TASK TO CARRY OUT: In your reply, reproduce the lines from the first one below to the line containing "positive clicks: (232, 226)", inclusive, exactly as they stand.

☆ ☆ ☆

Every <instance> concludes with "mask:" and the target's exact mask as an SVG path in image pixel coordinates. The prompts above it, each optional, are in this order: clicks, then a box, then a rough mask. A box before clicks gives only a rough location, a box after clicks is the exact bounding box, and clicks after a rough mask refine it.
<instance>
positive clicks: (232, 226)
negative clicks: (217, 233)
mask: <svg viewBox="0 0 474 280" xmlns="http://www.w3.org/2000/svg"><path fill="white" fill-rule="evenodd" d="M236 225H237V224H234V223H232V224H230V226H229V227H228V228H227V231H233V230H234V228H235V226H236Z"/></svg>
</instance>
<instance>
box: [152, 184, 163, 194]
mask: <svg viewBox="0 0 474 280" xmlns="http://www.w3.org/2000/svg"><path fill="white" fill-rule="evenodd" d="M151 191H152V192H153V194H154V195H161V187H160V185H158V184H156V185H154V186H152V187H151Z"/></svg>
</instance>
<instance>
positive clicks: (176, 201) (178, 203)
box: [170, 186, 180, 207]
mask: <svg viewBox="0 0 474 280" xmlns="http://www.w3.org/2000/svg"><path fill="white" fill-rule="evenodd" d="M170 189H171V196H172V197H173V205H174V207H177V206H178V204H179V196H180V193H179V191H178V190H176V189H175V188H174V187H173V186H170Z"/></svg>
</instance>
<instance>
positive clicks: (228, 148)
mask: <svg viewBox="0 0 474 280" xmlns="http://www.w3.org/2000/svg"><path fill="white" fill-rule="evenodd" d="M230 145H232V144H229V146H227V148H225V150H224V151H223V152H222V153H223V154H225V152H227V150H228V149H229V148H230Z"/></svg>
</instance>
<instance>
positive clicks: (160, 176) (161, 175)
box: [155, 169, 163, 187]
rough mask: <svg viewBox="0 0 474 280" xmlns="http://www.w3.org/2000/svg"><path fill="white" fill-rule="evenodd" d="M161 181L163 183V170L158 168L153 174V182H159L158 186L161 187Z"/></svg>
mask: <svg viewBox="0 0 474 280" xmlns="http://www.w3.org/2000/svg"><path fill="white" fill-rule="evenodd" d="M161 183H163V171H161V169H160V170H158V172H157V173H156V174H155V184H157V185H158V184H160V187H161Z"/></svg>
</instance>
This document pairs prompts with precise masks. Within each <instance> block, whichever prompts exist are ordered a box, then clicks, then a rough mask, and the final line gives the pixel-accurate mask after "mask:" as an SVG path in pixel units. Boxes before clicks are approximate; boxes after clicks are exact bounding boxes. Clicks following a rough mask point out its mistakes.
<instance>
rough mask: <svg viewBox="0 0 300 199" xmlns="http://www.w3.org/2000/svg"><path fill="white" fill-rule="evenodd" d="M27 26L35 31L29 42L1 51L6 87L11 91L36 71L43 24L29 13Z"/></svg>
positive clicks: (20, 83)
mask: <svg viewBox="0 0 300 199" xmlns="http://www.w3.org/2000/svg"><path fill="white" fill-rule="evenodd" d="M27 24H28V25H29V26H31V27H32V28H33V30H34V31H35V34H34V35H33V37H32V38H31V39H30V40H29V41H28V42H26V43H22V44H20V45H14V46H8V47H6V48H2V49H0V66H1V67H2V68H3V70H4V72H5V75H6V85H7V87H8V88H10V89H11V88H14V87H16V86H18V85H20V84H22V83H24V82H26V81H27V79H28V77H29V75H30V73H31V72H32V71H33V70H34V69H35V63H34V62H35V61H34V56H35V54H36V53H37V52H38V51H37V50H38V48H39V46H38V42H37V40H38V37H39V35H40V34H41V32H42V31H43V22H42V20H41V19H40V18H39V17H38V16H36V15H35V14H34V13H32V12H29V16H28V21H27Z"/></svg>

☆ ☆ ☆

WRITTEN REPLY:
Every <instance> concludes with "mask:" and the target's exact mask as an SVG path in image pixel coordinates. The prompts above it, each optional, are in this order: clicks, then a box, then a rough mask. A box before clicks gives only a rough location, a box after clicks is the exact bounding box, and clicks after a rough mask refine it.
<instance>
positive clicks: (232, 226)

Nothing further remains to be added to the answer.